## Set exercise
Copy the entries below word for word, beginning at the line with "Return the mask of every instance of the window glass" and continuing through the line with "118L213 118L214 100L196", both included.
»»
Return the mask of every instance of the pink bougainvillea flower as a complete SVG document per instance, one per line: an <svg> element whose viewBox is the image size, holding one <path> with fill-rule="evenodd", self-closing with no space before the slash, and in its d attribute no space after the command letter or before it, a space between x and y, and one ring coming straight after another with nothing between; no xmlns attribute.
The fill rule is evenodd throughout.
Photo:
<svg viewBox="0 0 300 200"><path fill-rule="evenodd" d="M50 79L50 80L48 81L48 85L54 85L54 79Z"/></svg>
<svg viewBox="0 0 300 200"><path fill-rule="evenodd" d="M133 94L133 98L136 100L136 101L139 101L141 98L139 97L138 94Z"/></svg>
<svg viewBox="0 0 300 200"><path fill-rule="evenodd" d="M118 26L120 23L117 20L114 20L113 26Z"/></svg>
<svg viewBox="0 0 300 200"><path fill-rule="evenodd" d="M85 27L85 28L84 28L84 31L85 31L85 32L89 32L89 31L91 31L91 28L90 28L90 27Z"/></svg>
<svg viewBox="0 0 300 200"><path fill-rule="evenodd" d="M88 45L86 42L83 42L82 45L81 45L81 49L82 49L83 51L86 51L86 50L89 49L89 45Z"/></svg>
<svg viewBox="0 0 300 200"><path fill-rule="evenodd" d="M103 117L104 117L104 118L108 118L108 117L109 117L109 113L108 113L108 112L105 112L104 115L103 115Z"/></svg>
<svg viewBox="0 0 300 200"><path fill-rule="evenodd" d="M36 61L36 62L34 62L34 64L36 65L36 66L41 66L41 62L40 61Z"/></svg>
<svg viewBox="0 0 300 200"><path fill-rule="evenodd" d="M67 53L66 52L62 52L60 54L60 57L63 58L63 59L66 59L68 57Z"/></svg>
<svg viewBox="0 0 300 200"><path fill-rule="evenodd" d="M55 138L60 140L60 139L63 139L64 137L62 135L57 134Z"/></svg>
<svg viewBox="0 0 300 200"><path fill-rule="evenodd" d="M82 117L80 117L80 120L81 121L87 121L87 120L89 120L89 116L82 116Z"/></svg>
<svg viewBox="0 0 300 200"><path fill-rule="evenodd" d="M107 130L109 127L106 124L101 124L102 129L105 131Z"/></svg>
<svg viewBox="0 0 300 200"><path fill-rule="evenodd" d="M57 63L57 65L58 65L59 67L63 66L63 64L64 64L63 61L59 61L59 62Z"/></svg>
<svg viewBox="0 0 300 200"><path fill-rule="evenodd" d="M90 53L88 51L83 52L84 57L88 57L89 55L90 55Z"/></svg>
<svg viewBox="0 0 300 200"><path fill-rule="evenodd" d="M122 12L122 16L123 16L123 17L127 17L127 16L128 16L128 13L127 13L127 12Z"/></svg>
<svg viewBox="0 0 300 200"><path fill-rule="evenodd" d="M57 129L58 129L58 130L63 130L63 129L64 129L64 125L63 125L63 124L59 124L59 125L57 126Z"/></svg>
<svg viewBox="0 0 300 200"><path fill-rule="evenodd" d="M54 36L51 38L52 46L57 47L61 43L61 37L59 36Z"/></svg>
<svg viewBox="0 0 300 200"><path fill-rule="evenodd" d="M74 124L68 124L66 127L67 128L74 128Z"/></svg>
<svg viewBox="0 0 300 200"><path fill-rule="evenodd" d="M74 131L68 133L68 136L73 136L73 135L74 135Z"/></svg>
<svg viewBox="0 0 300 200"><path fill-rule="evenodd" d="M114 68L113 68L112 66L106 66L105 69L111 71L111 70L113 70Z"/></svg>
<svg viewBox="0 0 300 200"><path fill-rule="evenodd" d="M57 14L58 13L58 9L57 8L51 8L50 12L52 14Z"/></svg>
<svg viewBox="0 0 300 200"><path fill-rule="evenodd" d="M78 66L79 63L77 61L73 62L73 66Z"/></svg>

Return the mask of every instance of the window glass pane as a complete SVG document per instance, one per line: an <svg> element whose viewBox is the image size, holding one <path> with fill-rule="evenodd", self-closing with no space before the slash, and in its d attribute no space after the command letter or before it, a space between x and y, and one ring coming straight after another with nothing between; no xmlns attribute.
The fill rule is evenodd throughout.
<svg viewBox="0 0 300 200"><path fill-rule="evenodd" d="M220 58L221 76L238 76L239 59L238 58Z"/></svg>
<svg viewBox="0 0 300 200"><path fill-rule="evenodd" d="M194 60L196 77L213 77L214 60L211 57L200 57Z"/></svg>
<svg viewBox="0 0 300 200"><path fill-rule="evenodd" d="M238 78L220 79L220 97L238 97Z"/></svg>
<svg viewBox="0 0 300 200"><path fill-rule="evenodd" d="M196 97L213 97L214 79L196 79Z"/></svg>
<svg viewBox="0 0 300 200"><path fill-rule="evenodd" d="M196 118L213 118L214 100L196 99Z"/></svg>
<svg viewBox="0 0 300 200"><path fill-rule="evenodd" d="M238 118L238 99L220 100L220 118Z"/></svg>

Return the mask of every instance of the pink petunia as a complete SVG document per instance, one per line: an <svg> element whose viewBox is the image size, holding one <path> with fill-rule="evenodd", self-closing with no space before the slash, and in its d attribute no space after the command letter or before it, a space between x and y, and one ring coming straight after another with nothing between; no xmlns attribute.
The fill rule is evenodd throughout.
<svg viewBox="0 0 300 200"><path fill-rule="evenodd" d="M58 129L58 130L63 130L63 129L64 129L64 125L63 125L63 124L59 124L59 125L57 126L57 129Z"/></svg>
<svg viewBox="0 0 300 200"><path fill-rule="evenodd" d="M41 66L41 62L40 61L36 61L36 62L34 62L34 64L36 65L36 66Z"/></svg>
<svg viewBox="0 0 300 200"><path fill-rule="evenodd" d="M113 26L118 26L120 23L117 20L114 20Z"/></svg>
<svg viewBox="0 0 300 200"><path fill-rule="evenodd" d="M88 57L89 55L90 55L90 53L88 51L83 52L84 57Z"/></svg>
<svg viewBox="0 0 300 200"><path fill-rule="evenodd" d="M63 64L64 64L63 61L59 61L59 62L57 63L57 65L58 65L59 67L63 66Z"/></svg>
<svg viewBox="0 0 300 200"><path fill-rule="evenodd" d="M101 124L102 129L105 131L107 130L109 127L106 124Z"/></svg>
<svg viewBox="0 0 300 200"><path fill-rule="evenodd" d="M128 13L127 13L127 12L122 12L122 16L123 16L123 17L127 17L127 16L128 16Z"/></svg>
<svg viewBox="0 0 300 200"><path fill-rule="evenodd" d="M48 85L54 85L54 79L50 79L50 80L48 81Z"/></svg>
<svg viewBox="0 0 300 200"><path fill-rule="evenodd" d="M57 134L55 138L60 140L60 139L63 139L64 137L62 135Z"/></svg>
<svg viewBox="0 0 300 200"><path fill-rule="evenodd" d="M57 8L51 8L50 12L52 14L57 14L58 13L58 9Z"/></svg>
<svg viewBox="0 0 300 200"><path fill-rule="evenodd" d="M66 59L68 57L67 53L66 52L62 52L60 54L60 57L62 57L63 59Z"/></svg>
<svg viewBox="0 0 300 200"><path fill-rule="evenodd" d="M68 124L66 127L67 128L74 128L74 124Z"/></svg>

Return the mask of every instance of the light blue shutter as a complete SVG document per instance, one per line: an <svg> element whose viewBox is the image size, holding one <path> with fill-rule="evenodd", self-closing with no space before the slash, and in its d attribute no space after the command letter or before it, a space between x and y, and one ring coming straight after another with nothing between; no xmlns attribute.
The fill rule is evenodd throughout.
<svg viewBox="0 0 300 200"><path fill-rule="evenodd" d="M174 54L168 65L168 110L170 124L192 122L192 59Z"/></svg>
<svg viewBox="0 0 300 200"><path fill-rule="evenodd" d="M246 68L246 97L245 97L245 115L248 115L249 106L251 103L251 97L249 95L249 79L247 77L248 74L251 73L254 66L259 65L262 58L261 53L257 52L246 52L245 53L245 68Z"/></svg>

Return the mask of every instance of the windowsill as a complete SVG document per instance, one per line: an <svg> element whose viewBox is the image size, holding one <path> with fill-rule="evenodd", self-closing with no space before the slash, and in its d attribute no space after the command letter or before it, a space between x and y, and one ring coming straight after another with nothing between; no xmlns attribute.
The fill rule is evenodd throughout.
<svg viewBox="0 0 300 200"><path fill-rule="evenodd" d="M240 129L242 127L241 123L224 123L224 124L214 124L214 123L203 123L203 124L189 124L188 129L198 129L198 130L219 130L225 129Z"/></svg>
««
## Task response
Return the mask of every instance of the window glass pane as a complete SVG document per instance, one per line: an <svg> element whose viewBox is the image size, holding one <path> with fill-rule="evenodd", self-closing with no space before the slash, and in its d attribute no space after the command letter or before it, a space between x and y, and one ring coming straight after another with nothing between; no xmlns attribute.
The fill rule is evenodd throughout.
<svg viewBox="0 0 300 200"><path fill-rule="evenodd" d="M220 58L221 76L238 76L239 59L238 58Z"/></svg>
<svg viewBox="0 0 300 200"><path fill-rule="evenodd" d="M194 60L196 77L213 77L214 60L211 57L200 57Z"/></svg>
<svg viewBox="0 0 300 200"><path fill-rule="evenodd" d="M238 78L220 79L220 97L238 97Z"/></svg>
<svg viewBox="0 0 300 200"><path fill-rule="evenodd" d="M196 97L213 97L214 79L196 79Z"/></svg>
<svg viewBox="0 0 300 200"><path fill-rule="evenodd" d="M196 118L213 118L214 100L196 99Z"/></svg>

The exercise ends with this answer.